What the exercise asks -
Leaving out the pictures, reproduce each record exactly and in full.

******

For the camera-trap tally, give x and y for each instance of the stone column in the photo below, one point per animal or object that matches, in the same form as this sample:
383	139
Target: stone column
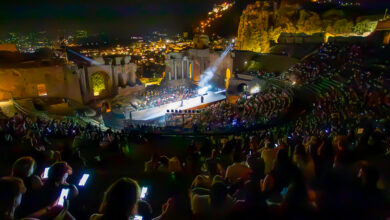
182	69
192	70
174	64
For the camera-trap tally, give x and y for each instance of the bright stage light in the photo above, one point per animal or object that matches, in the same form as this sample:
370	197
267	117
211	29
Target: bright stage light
255	89
208	75
203	90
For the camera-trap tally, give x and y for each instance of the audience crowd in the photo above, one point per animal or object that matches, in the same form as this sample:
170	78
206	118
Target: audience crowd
330	162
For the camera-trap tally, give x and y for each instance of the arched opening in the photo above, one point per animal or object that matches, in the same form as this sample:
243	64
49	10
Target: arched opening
99	83
228	75
242	87
121	81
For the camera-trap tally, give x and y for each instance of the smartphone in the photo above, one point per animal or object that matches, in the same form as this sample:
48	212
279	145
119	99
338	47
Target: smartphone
63	196
45	174
83	180
144	190
137	217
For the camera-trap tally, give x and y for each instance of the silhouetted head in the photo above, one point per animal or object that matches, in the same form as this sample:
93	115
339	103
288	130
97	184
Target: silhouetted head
11	190
120	199
23	167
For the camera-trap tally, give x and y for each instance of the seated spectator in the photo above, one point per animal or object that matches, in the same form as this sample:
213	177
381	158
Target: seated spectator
238	170
152	164
120	201
144	210
164	162
56	181
174	165
11	190
24	168
215	204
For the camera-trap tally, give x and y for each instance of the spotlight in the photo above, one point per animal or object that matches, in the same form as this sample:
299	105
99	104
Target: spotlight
255	89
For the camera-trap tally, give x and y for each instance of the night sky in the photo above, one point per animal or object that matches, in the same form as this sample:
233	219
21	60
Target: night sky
117	17
113	16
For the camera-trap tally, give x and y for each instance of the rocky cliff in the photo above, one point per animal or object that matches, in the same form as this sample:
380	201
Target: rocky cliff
263	22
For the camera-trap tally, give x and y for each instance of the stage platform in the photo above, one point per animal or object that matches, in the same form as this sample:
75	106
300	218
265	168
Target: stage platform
157	112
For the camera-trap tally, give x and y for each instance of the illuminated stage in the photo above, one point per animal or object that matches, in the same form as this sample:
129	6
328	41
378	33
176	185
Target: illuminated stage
156	112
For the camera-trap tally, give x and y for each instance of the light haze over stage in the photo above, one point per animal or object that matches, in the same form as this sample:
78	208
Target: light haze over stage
157	112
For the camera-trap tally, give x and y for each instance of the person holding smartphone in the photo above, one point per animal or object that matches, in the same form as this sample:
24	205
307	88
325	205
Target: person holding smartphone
120	201
50	193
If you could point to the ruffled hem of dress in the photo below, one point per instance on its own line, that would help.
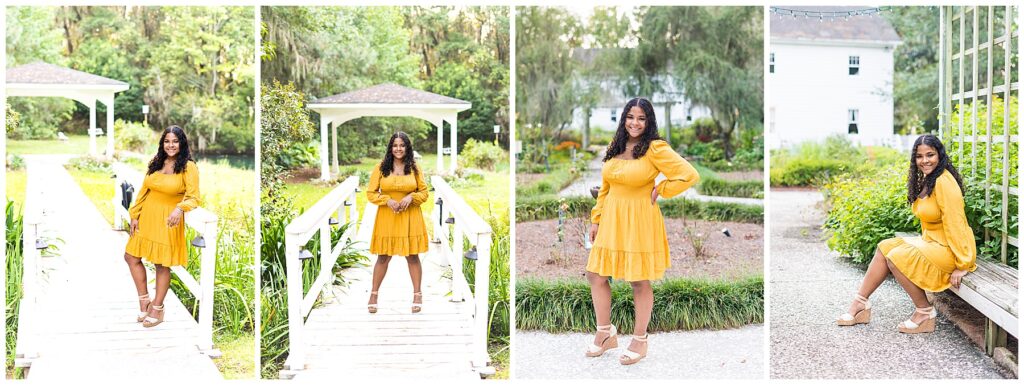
(626, 265)
(914, 265)
(156, 253)
(399, 246)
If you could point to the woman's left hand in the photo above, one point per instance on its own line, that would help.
(175, 217)
(955, 277)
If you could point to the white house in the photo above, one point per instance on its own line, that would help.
(830, 78)
(605, 115)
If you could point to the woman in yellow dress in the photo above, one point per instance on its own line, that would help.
(940, 257)
(628, 229)
(158, 234)
(396, 185)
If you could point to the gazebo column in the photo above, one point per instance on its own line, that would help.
(110, 127)
(455, 144)
(92, 128)
(325, 173)
(440, 144)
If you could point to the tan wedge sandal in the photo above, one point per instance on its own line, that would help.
(417, 306)
(630, 356)
(862, 316)
(372, 307)
(141, 314)
(151, 322)
(927, 326)
(609, 342)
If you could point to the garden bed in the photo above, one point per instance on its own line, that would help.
(540, 255)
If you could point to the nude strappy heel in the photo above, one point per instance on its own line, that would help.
(417, 306)
(862, 316)
(630, 356)
(151, 322)
(609, 342)
(372, 307)
(927, 326)
(141, 314)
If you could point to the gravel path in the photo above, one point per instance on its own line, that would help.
(736, 353)
(592, 177)
(811, 286)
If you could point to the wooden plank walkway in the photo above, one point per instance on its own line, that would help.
(346, 341)
(85, 321)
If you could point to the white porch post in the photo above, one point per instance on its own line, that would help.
(324, 155)
(334, 146)
(110, 127)
(92, 128)
(440, 143)
(455, 144)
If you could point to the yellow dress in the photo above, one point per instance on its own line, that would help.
(401, 233)
(946, 242)
(631, 241)
(161, 193)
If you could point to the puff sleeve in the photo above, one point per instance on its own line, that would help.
(595, 213)
(958, 234)
(190, 200)
(421, 194)
(679, 174)
(136, 209)
(373, 189)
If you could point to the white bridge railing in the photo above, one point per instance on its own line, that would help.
(205, 223)
(34, 243)
(321, 217)
(453, 218)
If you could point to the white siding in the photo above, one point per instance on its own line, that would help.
(812, 92)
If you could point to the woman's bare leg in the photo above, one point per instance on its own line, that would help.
(416, 273)
(878, 270)
(600, 293)
(643, 303)
(137, 270)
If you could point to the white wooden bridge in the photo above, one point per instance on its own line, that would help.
(340, 339)
(77, 318)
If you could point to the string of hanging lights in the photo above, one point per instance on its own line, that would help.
(830, 15)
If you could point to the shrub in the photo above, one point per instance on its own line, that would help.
(481, 155)
(133, 136)
(865, 210)
(565, 305)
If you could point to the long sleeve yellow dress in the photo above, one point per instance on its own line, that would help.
(946, 242)
(401, 233)
(631, 242)
(160, 195)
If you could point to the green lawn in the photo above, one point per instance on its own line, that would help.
(75, 144)
(491, 197)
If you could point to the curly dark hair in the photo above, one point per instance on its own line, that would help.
(388, 164)
(916, 182)
(184, 155)
(617, 144)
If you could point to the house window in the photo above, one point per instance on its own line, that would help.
(852, 128)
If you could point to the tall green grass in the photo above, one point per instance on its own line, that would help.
(679, 304)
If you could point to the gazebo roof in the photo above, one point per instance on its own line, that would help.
(389, 94)
(40, 73)
(863, 29)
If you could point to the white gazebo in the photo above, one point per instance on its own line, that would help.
(42, 79)
(388, 100)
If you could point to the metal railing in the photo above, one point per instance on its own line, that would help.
(205, 224)
(454, 219)
(326, 213)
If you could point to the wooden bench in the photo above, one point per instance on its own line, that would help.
(991, 289)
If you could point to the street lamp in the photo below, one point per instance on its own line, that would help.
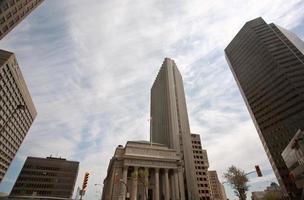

******

Result below -
For the camera-trap tally, give x and y for each instance of the stone column in the photo below, one point per animal or object that matches, in the same form as this sample:
383	139
Target: stone column
182	69
192	70
174	64
For the camera-trap tally, give x and y for each instance of the bright stage light in the photo above, one point per animal or object that matches, in the same form as this sample:
370	197
267	117
211	29
Target: bright stage light
255	89
208	75
203	90
For the camera-trap tally, give x and y for each instance of the audience crowd in the photo above, one point per animal or object that matches, in the same form as this sample:
170	78
206	118
Target: audience crowd
330	162
For the camera-trap tally, give x and y for each instance of the arched opening in the photo above, one point per animal or object that matches, in the same form as this sample:
243	64
49	10
Target: arched opening
99	83
228	75
242	87
121	81
For the camera-trap tally, give x and y for each instance of the smartphone in the photo above, one point per animal or object that matches, in the same form as this sample:
48	212
279	145
119	99
338	47
Target: smartphone
63	196
45	174
83	180
144	190
137	217
For the camera-trap tally, give x and y for each instance of the silhouetted head in the photo above, one point per animal or object that matches, in the same form as this sample:
93	115
339	103
288	130
97	184
Target: silhouetted head
11	190
120	199
23	167
For the camera-trap tally, give x and y for each instance of the seated spectator in the photo above, one point per animal or object that matches, in the same form as this sample:
213	177
381	158
Target: seated spectator
238	170
152	164
120	201
144	210
164	162
56	181
174	165
11	190
24	168
215	204
For the camera-trap tally, give x and y for each instance of the spotlight in the photo above, one point per animal or object that matches, in the same form as this sample:
299	105
99	104
Target: spotlight
255	89
For the camera-trap tally, give x and y for each instance of the night sky in the photo above, one point per animal or object that matches, in the same form as this sample:
233	219
21	60
Target: night sky
117	17
113	16
For the camera-trap tally, give x and y for each instance of the rocky cliff in the photo above, one point per animal or object that matches, in the same form as this sample:
380	201
Target: rocky cliff
263	22
For the camera-trap tally, give x and y for each instance of the stage platform in the photo above, one point per animal or object that matches, in the same form as this sample:
75	106
300	218
265	168
Target: stage platform
157	112
For the camera-trap tally, give x and y for each instance of the illuminated stage in the photo above, one point per animal or object that matches, in the same form as this sample:
129	6
328	41
378	33
176	185
Target: illuminated stage
156	112
For the camera-trap tally, give x and y for each instance of the light haze over stage in the photo above, one point per animal or object that matches, in the same form as this sample:
78	208
Target: light haze over stage
157	112
For the camera-trap tally, give x and y for each instance of the person holding smartphone in the photo above, one point per animal or object that matches, in the same form as this sample:
24	205
307	88
325	205
Target: person holding smartphone
120	201
50	193
If you could point to the ruffled hem of dress in the photo below, one point per instance on its own line, that would help.
(626, 265)
(914, 265)
(156, 253)
(399, 246)
If you could point to the woman's left hand in the photo above, one point per instance on its own line, that would help.
(175, 217)
(955, 277)
If you could point to the white house in the photo above, one point per instance on its own line, that would help.
(830, 78)
(605, 115)
If you could point to the woman in yellow dress in the photo above, one point per instance on its own line, that would help.
(940, 257)
(628, 229)
(158, 234)
(396, 185)
If you could point to the gazebo column in the photo above, one point per instance on its own line, that would help.
(110, 127)
(455, 144)
(92, 128)
(325, 173)
(440, 144)
If you could point to the tan wedge sandal in the photo above, one point per instance on its own line, that would help.
(417, 306)
(630, 356)
(862, 316)
(372, 307)
(141, 314)
(151, 322)
(927, 326)
(609, 342)
If you could point to the garden bed in the photo above, one point per instance on its own line, that would help.
(540, 255)
If you could point to the nude strappy heel in the photo above, one point per instance on its own line, that would help.
(417, 306)
(862, 316)
(630, 356)
(151, 322)
(609, 342)
(372, 307)
(927, 326)
(141, 314)
If you could point to the gravel path in the photo above, one point per instance on its own line, that would help.
(736, 353)
(592, 177)
(811, 286)
If you could point to the wooden plank walkway in the photo above, one point per instance on its own line, that would help.
(346, 341)
(85, 321)
If you could point to the white porch post in the photo above, one point per instance on its own line, that would help.
(324, 155)
(334, 146)
(110, 127)
(92, 128)
(440, 143)
(455, 144)
If you could point to the yellow dress in the photo above, one point per instance on its own line, that would help.
(401, 233)
(946, 242)
(631, 241)
(161, 193)
If you could point to the puff sleeve in the photo above, one point per instance on its own line, that would help.
(595, 213)
(958, 234)
(190, 200)
(421, 194)
(679, 174)
(136, 209)
(373, 189)
If you could point to the white bridge railing in the photo above, one point per instance on its own line, that would help.
(205, 223)
(34, 243)
(321, 217)
(453, 218)
If you could point to the white siding in the photo above, one point per instance on its own line, that would help.
(812, 92)
If you could point to the woman's bare leg in the photo above, one point per instance on its own line, that would help.
(416, 273)
(878, 270)
(600, 293)
(643, 303)
(137, 270)
If you could point to the white wooden bridge in the photo above, one point per instance on its own line, that would help.
(340, 339)
(77, 318)
If you could point to the string of hanging lights in the photo above, one point per instance on its own line, that would help.
(830, 15)
If you could point to the shrub in the photo above, one point per instance on its own line, that would help.
(481, 155)
(133, 136)
(865, 210)
(565, 305)
If you could point to the long sleeve yellow dress in the photo above, one point per instance on its own line, that would help.
(946, 242)
(401, 233)
(631, 242)
(160, 195)
If you could point to the green lawn in the photo above, one point per instance on its own line, that would help.
(75, 144)
(491, 197)
If you could point to the curly dark hair in the photo above, one point per instance on its own line, that would help.
(388, 164)
(916, 182)
(184, 155)
(617, 144)
If you could point to the house window in the photo above, one point per instance on its own line, that would help.
(852, 128)
If you could point to the tall green grass in the photo above, one point per instance on its own line, that would help.
(679, 304)
If you could point to the gazebo roof in the photo above, one point per instance on its own line, that would help.
(389, 94)
(40, 73)
(863, 29)
If you could point to the white gazebo in the photo above, one point per instance on its own line, that would help.
(42, 79)
(388, 100)
If you could point to the metal railing in the photo above, one point per instance on its own line, that would help.
(205, 224)
(454, 219)
(326, 213)
If you could point to the wooden bench in the photo above, one point per instance on its own line, that would help.
(991, 289)
If you could point to the street lamp in the photo below, one point per instance on its own line, that would help.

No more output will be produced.